> _EXERCISE_
Every line of the data must appear again in the answer, exactly as written.

> _DATASET_
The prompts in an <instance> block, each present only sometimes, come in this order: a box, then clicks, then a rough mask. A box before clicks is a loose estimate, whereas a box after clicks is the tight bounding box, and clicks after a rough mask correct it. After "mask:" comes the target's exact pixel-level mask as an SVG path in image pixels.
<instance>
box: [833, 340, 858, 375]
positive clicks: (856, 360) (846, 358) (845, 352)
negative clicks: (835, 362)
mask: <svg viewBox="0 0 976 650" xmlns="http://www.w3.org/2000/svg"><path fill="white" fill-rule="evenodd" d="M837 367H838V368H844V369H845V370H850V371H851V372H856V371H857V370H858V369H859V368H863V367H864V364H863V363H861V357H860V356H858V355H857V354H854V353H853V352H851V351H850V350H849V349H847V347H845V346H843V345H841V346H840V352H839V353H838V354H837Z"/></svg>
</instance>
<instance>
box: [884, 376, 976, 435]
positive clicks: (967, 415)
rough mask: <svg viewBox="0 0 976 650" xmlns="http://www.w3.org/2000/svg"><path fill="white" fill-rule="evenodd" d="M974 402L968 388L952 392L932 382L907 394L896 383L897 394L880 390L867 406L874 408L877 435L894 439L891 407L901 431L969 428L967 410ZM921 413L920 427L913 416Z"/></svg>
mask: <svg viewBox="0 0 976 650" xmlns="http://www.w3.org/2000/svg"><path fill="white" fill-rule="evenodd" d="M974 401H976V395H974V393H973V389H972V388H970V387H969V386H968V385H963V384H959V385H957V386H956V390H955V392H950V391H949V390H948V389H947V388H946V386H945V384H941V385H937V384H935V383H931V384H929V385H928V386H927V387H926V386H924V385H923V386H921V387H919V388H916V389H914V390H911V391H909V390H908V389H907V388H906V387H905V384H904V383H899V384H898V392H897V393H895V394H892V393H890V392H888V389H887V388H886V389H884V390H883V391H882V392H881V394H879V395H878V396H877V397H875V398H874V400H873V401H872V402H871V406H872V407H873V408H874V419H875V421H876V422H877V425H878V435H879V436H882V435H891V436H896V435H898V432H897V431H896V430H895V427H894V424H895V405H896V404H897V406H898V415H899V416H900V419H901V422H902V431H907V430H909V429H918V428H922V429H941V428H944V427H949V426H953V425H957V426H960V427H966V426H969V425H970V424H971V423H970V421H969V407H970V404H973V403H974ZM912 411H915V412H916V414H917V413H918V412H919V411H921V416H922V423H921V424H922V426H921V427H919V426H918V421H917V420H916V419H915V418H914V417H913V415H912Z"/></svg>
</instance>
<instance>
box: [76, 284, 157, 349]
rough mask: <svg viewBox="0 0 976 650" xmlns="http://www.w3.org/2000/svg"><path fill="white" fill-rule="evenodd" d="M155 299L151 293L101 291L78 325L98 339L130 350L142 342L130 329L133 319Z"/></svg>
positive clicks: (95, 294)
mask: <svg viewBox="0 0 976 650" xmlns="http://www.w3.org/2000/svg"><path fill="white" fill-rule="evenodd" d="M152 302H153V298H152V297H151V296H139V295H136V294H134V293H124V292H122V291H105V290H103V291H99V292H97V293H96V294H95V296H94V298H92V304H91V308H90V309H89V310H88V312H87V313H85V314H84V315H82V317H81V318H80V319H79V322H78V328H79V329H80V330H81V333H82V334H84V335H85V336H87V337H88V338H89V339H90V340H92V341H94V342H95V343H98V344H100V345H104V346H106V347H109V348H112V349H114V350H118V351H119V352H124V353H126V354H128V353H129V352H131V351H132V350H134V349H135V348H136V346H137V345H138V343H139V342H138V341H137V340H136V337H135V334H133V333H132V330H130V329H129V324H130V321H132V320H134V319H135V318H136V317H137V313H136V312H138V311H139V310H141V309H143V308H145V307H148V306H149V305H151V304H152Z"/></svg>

> _SOLUTION FOR THIS PROBLEM_
The prompts in an <instance> block, each present only sometimes, come in this order: a box, then clicks, then a rough mask. A box before clicks is a loose estimate, whereas a box after clicks is the tight bounding box, and clicks after a rough mask correct it. After "mask:" comes the target's exact pixel-level mask as an SVG path in image pixels.
<instance>
box: [833, 340, 858, 375]
positive clicks: (856, 360) (846, 358) (845, 352)
negative clicks: (835, 362)
mask: <svg viewBox="0 0 976 650" xmlns="http://www.w3.org/2000/svg"><path fill="white" fill-rule="evenodd" d="M837 367H838V368H844V369H845V370H850V371H851V372H856V371H857V370H858V369H859V368H863V367H864V364H863V363H861V357H860V356H858V355H857V354H854V353H853V352H851V351H850V350H849V349H847V347H845V346H843V345H841V346H840V352H839V353H838V354H837Z"/></svg>
</instance>
<instance>
box: [884, 376, 976, 435]
positive clicks: (967, 415)
rough mask: <svg viewBox="0 0 976 650" xmlns="http://www.w3.org/2000/svg"><path fill="white" fill-rule="evenodd" d="M974 402L968 388L952 392L932 382L907 394L896 383L897 394L880 390L867 406L874 408L877 435L894 439L891 407L901 431L969 428L967 410ZM921 413L920 427L913 416Z"/></svg>
mask: <svg viewBox="0 0 976 650" xmlns="http://www.w3.org/2000/svg"><path fill="white" fill-rule="evenodd" d="M974 401H976V395H974V393H973V389H972V388H970V387H969V386H968V385H963V384H959V385H957V386H956V390H955V392H950V391H949V390H948V389H947V388H946V386H945V384H941V385H937V384H935V383H931V384H929V385H928V386H927V387H926V386H924V385H923V386H921V387H919V388H916V389H914V390H911V391H909V390H908V389H907V388H906V387H905V384H904V383H899V384H898V392H897V393H895V394H892V393H890V392H888V389H887V388H886V389H884V390H883V391H882V392H881V394H879V395H878V396H877V397H875V398H874V400H873V401H872V402H871V406H872V407H873V408H874V419H875V421H876V422H877V425H878V435H879V436H882V435H891V436H896V435H898V432H897V431H896V430H895V427H894V424H895V405H896V404H897V406H898V415H899V416H900V419H901V422H902V431H907V430H909V429H918V428H922V429H941V428H944V427H949V426H953V425H957V426H960V427H966V426H969V425H970V424H971V423H970V421H969V407H970V404H973V403H974ZM912 411H915V412H916V414H917V413H918V412H919V411H921V416H922V423H921V424H922V426H921V427H919V426H918V421H917V420H916V419H915V418H914V417H913V415H912Z"/></svg>
</instance>
<instance>
box: [76, 284, 157, 349]
rough mask: <svg viewBox="0 0 976 650" xmlns="http://www.w3.org/2000/svg"><path fill="white" fill-rule="evenodd" d="M155 299L151 293L101 291L78 325L98 339L130 350L142 342L130 329L133 319Z"/></svg>
positive clicks: (95, 294)
mask: <svg viewBox="0 0 976 650" xmlns="http://www.w3.org/2000/svg"><path fill="white" fill-rule="evenodd" d="M152 302H153V298H152V297H151V296H139V295H136V294H134V293H124V292H122V291H105V290H103V291H99V292H97V293H96V294H95V296H94V298H92V304H91V308H90V309H89V310H88V312H87V313H85V314H84V315H82V317H81V318H80V319H79V322H78V328H79V329H80V330H81V333H82V334H84V335H85V336H87V337H88V338H89V339H90V340H92V341H94V342H95V343H98V344H100V345H104V346H106V347H109V348H112V349H114V350H118V351H119V352H124V353H126V354H128V353H129V352H131V351H132V350H134V349H135V348H136V346H137V345H138V343H139V342H138V341H137V340H136V337H135V334H133V333H132V330H130V329H129V324H130V321H132V320H134V319H135V318H136V317H137V313H136V312H138V311H139V310H141V309H143V308H145V307H148V306H149V305H151V304H152Z"/></svg>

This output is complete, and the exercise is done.